* _REQUIRED TASKS_
**a)** In the statement on FCC deregulation, how many years did the speaker spend as a communications lawyer in private practice?
**b)** From the data records, reproduce word for word the lines starting at the one containing "of the concrete" and ending at the one containing "[[[350,470],[708,471],[708,290],[364,280]]]", and omit any pictures from your answer.

***** EXTRACT *****

The list includes a review of all broadcast ownership rules that are not already the subject of a pending Commission proceeding and a wide array of common carrier rules, such as the Part 32 uniform system of accounts rules, Part 41 telegraph and telephone franks (or free service) rules, Part 43 reporting rules, Part 61 price cap rules, Part 62 interlocking directorate rules, Part 63 international certificate rules, Part 64 customer premises equipment bundling rules, and Part 68 equipment rules.
We have outlined here a very ambitious agenda for the Commission that should result in a substantial amount of further deregulation and streamlining. This project is very important to me. My support for it stems from my 10 years of experience as a communications lawyer in private practice where I gained a keen understanding of the impact of regulation on the marketplace and in particular the costs of regulation. I thus believe it is essential that the FCC look carefully at its rules and internal organization and procedures to ensure that its rules and operations are as streamlined as possible. We must do so to eliminate unnecessary burdens on the industries we regulate and to make sure that the Commission is operating as effectively and efficiently as possible. I am therefore pleased that the Commission is in a position to ensure that its first biennial regulatory review will, consistent with congressional mandate, produce concrete results in many areas of the Commission's operations.
Indeed, numerous biennial review proceedings have now been initiated by the Commission. For example, we have begun proceedings to consider eliminating certain interconnection plans that the Bell Operating Companies file under our Computer III rules, streamlining filing requirements for wireless common carriers and other wireless licensees, reviewing our broadcast ownership rules, and streamlining and simplifying the broadcast licensing process and deregulating radio frequency lighting requirements. Several other biennial review proceedings, including several involving common carrier rules, are pending before the Commission on circulation and will be acted upon in the weeks to come.
In addition to the biennial review, I have also established a staff team to review FCC functions that can be eliminated or performed by private parties. This will be a top-to-bottom review of all functions performed by the staff and will likely lead to both rule changes and proposed legislation. Such a review is essential at a time when the Commission's workload continues to grow but its staffing levels do not.
The Commission is also examining the staffing levels of all its bureaus and offices, and is adjusting staffing levels through reassignments and attrition. This staffing review is critical as the demands on the FCC change due to new legislative mandates, changes in our regulated industries, and workload changes resulting from electronic filing.
The Commission is looking for additional ways that the Communications Act might be amended to permit further deregulation and streamlining. For example, expanding our authority to forbear from regulation; authorizing the FCC to use staff buyouts to downsize and reshape the Commission's personnel mix; and increasing the Commission's authority to license use of the spectrum by rule rather than by individual application -- each would enable us to deregulate and streamline.
Some additional ideas the Subcommittee might consider include eliminating the comparative renewal process for services such as cellular and personal communications service so they are not subject to a more stringent regulatory process than broadcasters, and allowing the Commission to dispense with the requirement of prior approval for pro forma transfer of control and assignments of radio licenses where the Commission finds that it serves the public interest.
I have directed our staff to prepare a package of legislative proposals to deregulate and streamline, as well as to enhance competition, strengthen enforcement, and promote consumer choice. I look forward to sharing these proposals with you, and to working with the Subcommittee on their implementation.

***** MATERIAL PROVIDED *****

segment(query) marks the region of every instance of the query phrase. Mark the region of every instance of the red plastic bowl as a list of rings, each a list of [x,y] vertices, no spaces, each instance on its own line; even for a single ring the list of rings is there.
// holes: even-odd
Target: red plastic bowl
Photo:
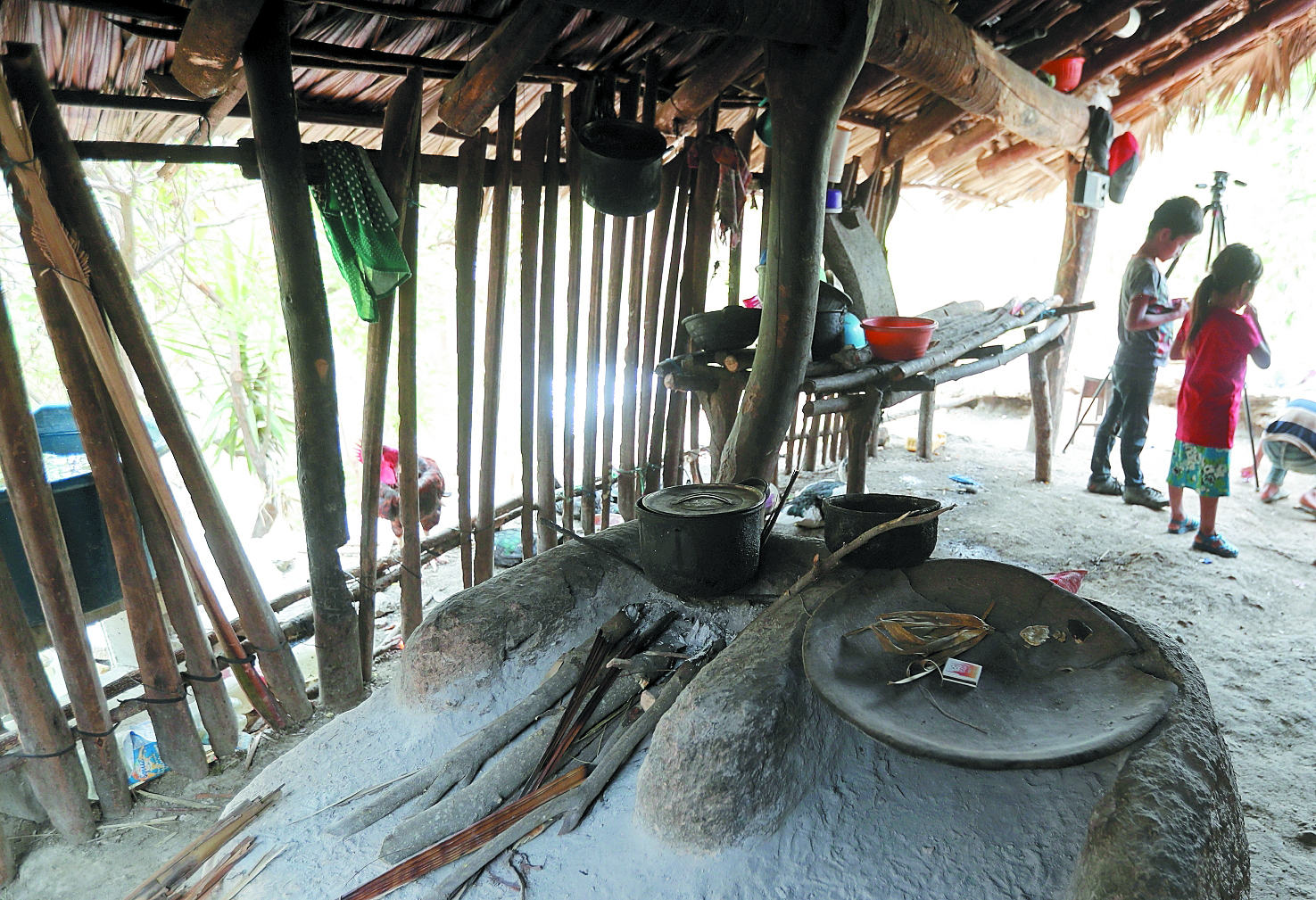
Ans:
[[[936,320],[917,316],[878,316],[863,320],[863,337],[869,339],[873,355],[887,362],[917,359],[928,353],[932,333],[936,330]]]
[[[1055,89],[1069,93],[1083,79],[1083,57],[1061,57],[1042,63],[1042,71],[1055,76]]]

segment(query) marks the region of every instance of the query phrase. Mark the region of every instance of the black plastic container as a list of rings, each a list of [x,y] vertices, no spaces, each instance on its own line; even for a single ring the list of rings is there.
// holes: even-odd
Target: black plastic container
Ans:
[[[822,501],[822,539],[833,553],[874,525],[890,522],[904,513],[940,509],[937,500],[905,493],[841,493]],[[896,528],[873,538],[845,558],[865,568],[908,568],[917,566],[937,549],[937,520]]]
[[[665,591],[716,597],[758,572],[763,491],[755,484],[663,488],[636,503],[636,517],[640,564]]]
[[[822,362],[845,346],[845,314],[850,312],[850,297],[826,282],[819,282],[819,311],[813,320],[811,355]]]
[[[758,338],[762,318],[762,309],[726,307],[711,313],[686,316],[680,324],[686,326],[696,350],[744,350]]]
[[[576,129],[584,201],[608,216],[644,216],[658,207],[667,138],[651,125],[596,118]]]

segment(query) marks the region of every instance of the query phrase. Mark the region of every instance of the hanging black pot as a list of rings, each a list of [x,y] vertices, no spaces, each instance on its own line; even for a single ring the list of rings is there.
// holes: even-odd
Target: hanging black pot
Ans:
[[[667,138],[651,125],[596,118],[576,129],[584,201],[608,216],[644,216],[658,207]]]

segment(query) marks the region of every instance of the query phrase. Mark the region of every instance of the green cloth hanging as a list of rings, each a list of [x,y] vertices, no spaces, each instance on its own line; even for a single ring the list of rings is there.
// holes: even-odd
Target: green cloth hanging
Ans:
[[[316,143],[325,180],[311,188],[338,271],[351,288],[357,314],[379,318],[375,305],[412,276],[397,242],[397,211],[362,147],[346,141]]]

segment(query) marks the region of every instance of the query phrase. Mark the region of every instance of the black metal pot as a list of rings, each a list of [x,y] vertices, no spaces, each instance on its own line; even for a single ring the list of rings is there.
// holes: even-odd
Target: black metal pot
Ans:
[[[903,513],[919,514],[938,508],[937,500],[904,493],[841,493],[822,501],[822,539],[834,553],[874,525],[890,522]],[[866,568],[908,568],[936,549],[937,520],[933,518],[879,534],[845,561]]]
[[[672,593],[715,597],[754,578],[763,530],[759,484],[682,484],[641,497],[640,564],[649,580]]]
[[[597,118],[576,130],[584,201],[609,216],[644,216],[658,207],[667,138],[651,125]]]
[[[850,297],[826,282],[819,282],[819,311],[813,318],[811,355],[822,362],[845,346],[845,314],[850,312]]]

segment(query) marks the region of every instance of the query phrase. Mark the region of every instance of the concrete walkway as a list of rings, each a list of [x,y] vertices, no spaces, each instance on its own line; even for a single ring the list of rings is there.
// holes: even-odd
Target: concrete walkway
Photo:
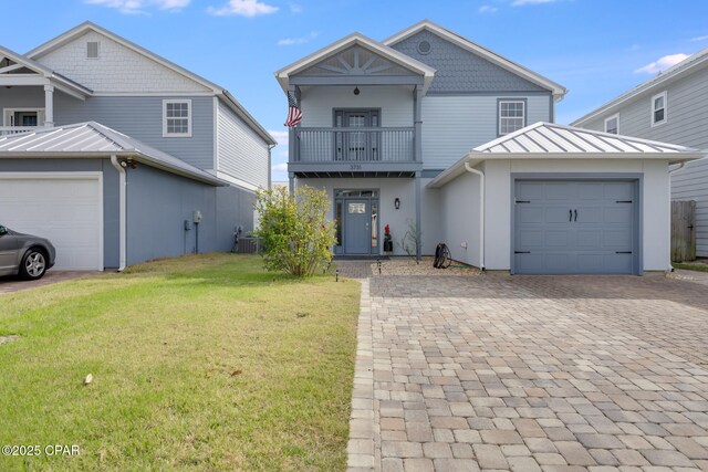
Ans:
[[[350,470],[708,471],[708,290],[364,280]]]

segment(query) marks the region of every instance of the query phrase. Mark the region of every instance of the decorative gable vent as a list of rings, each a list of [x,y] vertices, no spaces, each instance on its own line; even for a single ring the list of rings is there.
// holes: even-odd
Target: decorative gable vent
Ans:
[[[97,41],[88,41],[86,43],[86,57],[87,59],[98,59],[98,42]]]
[[[428,41],[420,41],[418,43],[418,52],[423,55],[429,54],[433,46]]]

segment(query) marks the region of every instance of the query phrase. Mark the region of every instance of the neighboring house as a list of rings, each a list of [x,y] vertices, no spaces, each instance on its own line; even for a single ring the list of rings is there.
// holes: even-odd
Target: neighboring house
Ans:
[[[669,266],[666,170],[697,155],[549,124],[565,88],[459,34],[354,33],[275,76],[303,114],[291,186],[327,191],[339,254],[383,254],[388,225],[395,254],[419,234],[418,255],[489,270]]]
[[[708,153],[708,49],[573,122]],[[708,158],[671,177],[671,199],[696,201],[696,254],[708,258]]]
[[[49,238],[58,269],[228,251],[252,229],[275,141],[222,87],[90,22],[0,48],[0,223]]]

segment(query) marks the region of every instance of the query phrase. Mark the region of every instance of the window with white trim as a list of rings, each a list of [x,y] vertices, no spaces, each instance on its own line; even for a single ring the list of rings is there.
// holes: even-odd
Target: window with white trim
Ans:
[[[605,133],[612,133],[613,135],[620,134],[620,115],[612,115],[605,118]]]
[[[525,102],[499,101],[499,135],[513,133],[525,126]]]
[[[163,137],[191,136],[191,101],[163,101]]]
[[[652,97],[652,126],[666,123],[666,91]]]

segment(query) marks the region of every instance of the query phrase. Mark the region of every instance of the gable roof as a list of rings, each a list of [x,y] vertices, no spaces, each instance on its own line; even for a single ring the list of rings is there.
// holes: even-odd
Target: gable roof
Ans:
[[[158,64],[169,69],[173,72],[176,72],[187,78],[190,78],[191,81],[198,83],[199,85],[210,90],[211,92],[214,92],[216,94],[216,96],[218,96],[221,101],[223,101],[223,103],[226,103],[237,115],[239,115],[249,126],[251,126],[251,128],[261,137],[263,138],[263,140],[266,140],[269,145],[275,145],[278,144],[275,141],[275,139],[268,133],[268,130],[266,130],[266,128],[263,128],[257,120],[256,118],[253,118],[253,116],[251,116],[250,113],[248,113],[248,111],[223,87],[215,84],[211,81],[208,81],[206,78],[204,78],[202,76],[195,74],[194,72],[190,72],[177,64],[175,64],[171,61],[166,60],[165,57],[155,54],[154,52],[129,41],[126,40],[125,38],[113,33],[104,28],[98,27],[97,24],[91,22],[91,21],[84,21],[83,23],[79,24],[75,28],[72,28],[71,30],[60,34],[59,36],[34,48],[32,51],[28,52],[25,54],[27,57],[31,59],[31,60],[38,60],[40,57],[42,57],[43,55],[63,46],[64,44],[75,40],[76,38],[80,38],[82,35],[84,35],[85,33],[93,31],[95,33],[102,34],[113,41],[115,41],[116,43],[136,52],[137,54],[140,54],[152,61],[157,62]]]
[[[636,87],[623,93],[618,97],[611,99],[604,105],[601,105],[598,108],[590,112],[589,114],[575,119],[573,123],[571,123],[571,125],[582,126],[591,119],[597,118],[601,115],[615,111],[620,106],[638,97],[639,95],[648,95],[653,92],[656,92],[659,87],[666,86],[668,82],[684,77],[706,65],[708,65],[708,48],[697,52],[696,54],[693,54],[689,57],[686,57],[670,69],[664,72],[659,72],[653,78],[649,78],[648,81],[637,85]]]
[[[498,159],[664,159],[669,164],[700,159],[698,149],[538,122],[476,147],[428,182],[439,188],[465,174],[465,165]]]
[[[83,98],[86,95],[90,95],[92,93],[91,88],[86,88],[85,86],[72,81],[71,78],[64,77],[62,74],[59,74],[52,71],[45,65],[42,65],[39,62],[33,61],[7,48],[0,46],[0,59],[1,57],[7,57],[10,61],[14,62],[15,64],[22,65],[23,67],[29,69],[35,74],[39,74],[44,78],[48,78],[50,82],[52,82],[54,86],[56,86],[61,91],[66,92],[71,95],[74,95],[74,96],[79,95],[79,97]],[[12,74],[12,75],[18,75],[18,74]]]
[[[106,158],[111,156],[131,157],[150,167],[214,186],[228,185],[175,156],[96,122],[38,128],[35,132],[0,137],[0,158]]]
[[[537,84],[537,85],[539,85],[539,86],[541,86],[543,88],[548,88],[549,91],[551,91],[553,93],[553,98],[556,99],[556,101],[562,99],[563,96],[568,93],[568,90],[564,86],[562,86],[562,85],[560,85],[560,84],[558,84],[558,83],[555,83],[555,82],[553,82],[553,81],[551,81],[551,80],[549,80],[549,78],[546,78],[546,77],[544,77],[544,76],[542,76],[540,74],[537,74],[535,72],[533,72],[533,71],[531,71],[531,70],[529,70],[529,69],[527,69],[527,67],[524,67],[524,66],[522,66],[520,64],[517,64],[516,62],[513,62],[513,61],[511,61],[511,60],[509,60],[509,59],[507,59],[507,57],[504,57],[502,55],[499,55],[496,52],[493,52],[493,51],[491,51],[491,50],[489,50],[489,49],[487,49],[487,48],[485,48],[482,45],[479,45],[479,44],[468,40],[465,36],[461,36],[461,35],[459,35],[459,34],[457,34],[457,33],[455,33],[455,32],[452,32],[452,31],[450,31],[450,30],[448,30],[446,28],[442,28],[439,24],[434,23],[430,20],[419,21],[418,23],[416,23],[416,24],[414,24],[414,25],[412,25],[409,28],[406,28],[405,30],[403,30],[403,31],[394,34],[393,36],[384,40],[383,43],[385,45],[387,45],[387,46],[391,46],[393,44],[396,44],[396,43],[405,40],[406,38],[410,38],[412,35],[414,35],[414,34],[416,34],[416,33],[418,33],[418,32],[420,32],[423,30],[427,30],[427,31],[429,31],[429,32],[431,32],[434,34],[437,34],[438,36],[451,42],[452,44],[456,44],[456,45],[462,48],[464,50],[472,52],[472,53],[475,53],[475,54],[477,54],[477,55],[490,61],[491,63],[493,63],[493,64],[496,64],[496,65],[498,65],[498,66],[500,66],[502,69],[506,69],[507,71],[512,72],[512,73],[514,73],[514,74],[517,74],[517,75],[519,75],[519,76],[521,76],[521,77],[523,77],[525,80],[528,80],[529,82],[532,82],[532,83],[534,83],[534,84]]]
[[[341,40],[335,41],[332,44],[324,46],[321,50],[315,51],[312,54],[306,55],[290,65],[287,65],[285,67],[275,72],[275,78],[278,78],[278,82],[280,83],[280,86],[283,88],[283,91],[288,92],[288,85],[291,75],[302,72],[305,69],[314,65],[315,63],[339,52],[342,52],[353,45],[365,48],[377,53],[382,57],[385,57],[393,63],[398,64],[407,69],[408,71],[412,71],[415,74],[423,75],[424,92],[433,82],[433,78],[435,76],[435,69],[357,32],[344,36]]]

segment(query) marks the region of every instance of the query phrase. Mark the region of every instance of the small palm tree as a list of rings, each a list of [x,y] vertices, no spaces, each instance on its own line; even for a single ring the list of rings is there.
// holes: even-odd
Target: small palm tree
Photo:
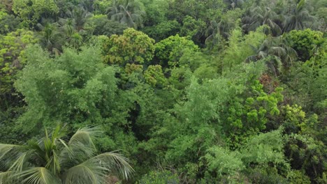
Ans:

*****

* _RESPONSES_
**a)** 10 years.

**b)**
segment(query) marks the region of every instance of the query phrase. Mark the region of every instance of the concrete walkway as a list of rings, each a list of [x,y] vertices, no spaces, each instance on its own line; even for a single ring the list of rings is there.
// holes: even-odd
Target: concrete walkway
Photo:
Ans:
[[[350,470],[708,471],[708,290],[364,280]]]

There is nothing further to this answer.